YOUR INSTRUCTIONS:
Rewrite the records from the line with "Mark the innermost point of each instance of the blurred" through the end of the records, swapping "dot" for "marker" and keeping everything else as it is.

[START]

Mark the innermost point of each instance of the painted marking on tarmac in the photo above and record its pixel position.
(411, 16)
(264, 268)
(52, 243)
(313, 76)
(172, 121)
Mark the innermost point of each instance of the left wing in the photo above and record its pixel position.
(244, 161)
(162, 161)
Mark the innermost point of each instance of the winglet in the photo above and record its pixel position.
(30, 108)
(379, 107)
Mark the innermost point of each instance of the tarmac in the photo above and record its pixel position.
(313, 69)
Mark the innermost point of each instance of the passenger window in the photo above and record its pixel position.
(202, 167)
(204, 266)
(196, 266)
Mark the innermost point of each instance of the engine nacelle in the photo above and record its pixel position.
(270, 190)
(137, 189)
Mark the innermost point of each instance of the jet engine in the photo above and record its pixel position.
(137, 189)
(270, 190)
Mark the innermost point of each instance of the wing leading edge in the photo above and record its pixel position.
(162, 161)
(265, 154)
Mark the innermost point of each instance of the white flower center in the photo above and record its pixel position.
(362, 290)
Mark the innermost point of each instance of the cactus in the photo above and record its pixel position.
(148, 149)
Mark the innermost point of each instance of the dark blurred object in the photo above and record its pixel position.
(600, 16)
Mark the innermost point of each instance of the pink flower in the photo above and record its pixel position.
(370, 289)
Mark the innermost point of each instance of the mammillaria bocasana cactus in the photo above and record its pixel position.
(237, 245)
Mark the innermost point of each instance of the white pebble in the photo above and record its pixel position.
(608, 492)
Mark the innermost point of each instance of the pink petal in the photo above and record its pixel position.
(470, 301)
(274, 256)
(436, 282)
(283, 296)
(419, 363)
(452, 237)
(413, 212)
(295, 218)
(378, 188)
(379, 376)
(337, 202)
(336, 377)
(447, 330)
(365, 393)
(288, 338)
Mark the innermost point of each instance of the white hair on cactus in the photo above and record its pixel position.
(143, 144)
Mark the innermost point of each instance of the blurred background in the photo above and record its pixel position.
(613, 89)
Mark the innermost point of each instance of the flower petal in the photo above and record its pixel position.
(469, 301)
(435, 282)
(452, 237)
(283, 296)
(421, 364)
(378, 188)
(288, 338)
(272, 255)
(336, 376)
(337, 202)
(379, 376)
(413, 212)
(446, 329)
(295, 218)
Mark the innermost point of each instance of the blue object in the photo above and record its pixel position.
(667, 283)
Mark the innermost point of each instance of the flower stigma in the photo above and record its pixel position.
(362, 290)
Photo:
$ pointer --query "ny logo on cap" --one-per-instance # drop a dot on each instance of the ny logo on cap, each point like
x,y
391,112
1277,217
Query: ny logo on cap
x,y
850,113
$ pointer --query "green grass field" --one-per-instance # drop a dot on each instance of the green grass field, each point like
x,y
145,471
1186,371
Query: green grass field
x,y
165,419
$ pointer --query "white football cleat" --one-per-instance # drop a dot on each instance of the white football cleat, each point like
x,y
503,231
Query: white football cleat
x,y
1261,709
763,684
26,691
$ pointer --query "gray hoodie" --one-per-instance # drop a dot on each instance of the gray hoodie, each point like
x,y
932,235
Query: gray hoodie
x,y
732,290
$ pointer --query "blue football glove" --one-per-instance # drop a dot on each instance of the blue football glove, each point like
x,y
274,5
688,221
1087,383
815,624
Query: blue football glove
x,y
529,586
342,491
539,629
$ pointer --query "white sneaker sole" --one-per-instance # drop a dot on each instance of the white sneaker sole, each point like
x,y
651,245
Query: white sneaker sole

[END]

ANSWER TO THIS TASK:
Mark the innermost point of each instance of the blurred background in the photo above and record its pixel position.
(613, 89)
Mark the innermost point of each instance of the flower petal in the photo above and record its pixel position.
(469, 301)
(435, 282)
(452, 237)
(283, 296)
(421, 364)
(378, 188)
(288, 338)
(272, 255)
(336, 376)
(337, 202)
(379, 376)
(413, 212)
(446, 329)
(295, 218)
Mark the innermost point of each instance of the blue object in the photo above and record its pixel position.
(667, 283)
Mark the innermost point of each instance of the flower stigma in the photo above and record its pixel position.
(362, 290)
Photo:
$ pointer --query "ny logo on cap" --one-per-instance # drop a marker on each instance of the ny logo on cap, each point like
x,y
391,112
1277,217
Query: ny logo on cap
x,y
850,113
$ pointer --query "green grass field" --one-per-instance # drop a marker on each instance of the green grass field, each point like
x,y
145,471
1186,371
Query: green grass field
x,y
165,419
$ pointer --query "white football cleat" --one-per-instance # drop a marker on each instance of the white football cleat, each point like
x,y
503,231
Query: white football cleat
x,y
1261,709
763,684
26,691
$ pointer --query "gray hoodie" --one-per-instance # drop a marker on each instance of the gray hoodie, each point like
x,y
932,235
Query: gray hoodie
x,y
732,290
$ pointer --query "blue football glove" --one-per-instance # drop a marker on each instance of the blue football glove, each point like
x,y
274,5
688,221
1087,383
815,624
Query: blue football glove
x,y
529,586
342,491
539,629
$ pointer --query "white sneaker sole" --one-per-instance # drop a marker on each instance of the white sneaker sole, each point like
x,y
651,245
Query: white sneaker sole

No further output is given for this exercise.